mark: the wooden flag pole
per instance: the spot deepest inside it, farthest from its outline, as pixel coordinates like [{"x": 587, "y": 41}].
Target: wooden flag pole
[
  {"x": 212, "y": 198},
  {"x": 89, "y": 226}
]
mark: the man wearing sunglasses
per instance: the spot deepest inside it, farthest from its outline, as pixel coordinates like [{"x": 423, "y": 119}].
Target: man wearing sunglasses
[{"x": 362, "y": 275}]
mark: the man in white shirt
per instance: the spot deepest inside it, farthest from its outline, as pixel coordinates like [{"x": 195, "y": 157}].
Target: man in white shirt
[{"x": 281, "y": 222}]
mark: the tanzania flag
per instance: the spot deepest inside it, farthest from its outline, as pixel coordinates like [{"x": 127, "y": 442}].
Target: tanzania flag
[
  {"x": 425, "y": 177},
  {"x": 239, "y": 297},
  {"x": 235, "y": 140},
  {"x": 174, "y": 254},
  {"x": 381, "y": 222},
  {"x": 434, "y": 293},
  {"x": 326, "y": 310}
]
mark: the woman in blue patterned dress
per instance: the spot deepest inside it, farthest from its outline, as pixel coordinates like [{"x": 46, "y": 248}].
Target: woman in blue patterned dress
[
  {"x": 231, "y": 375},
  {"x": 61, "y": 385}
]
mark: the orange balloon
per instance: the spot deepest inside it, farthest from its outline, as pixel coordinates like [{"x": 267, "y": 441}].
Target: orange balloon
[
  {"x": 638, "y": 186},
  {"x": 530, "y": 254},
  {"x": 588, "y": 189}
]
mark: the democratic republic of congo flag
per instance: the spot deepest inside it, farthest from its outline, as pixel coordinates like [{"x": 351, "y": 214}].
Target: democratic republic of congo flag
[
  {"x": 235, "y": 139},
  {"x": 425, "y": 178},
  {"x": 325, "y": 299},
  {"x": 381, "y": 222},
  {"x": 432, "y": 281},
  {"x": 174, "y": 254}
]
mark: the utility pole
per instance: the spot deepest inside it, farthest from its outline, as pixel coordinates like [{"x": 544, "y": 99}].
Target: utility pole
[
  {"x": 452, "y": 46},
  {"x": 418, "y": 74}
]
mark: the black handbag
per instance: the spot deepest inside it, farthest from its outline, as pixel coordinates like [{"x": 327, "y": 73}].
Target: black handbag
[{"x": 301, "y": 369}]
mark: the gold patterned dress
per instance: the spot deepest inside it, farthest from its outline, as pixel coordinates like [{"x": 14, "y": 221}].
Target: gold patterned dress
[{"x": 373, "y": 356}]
•••
» HOW TO COMPLETE THIS TASK
How many lines of the entries above hold the string "mark"? Reply with the number alone.

» EXERCISE OUTPUT
10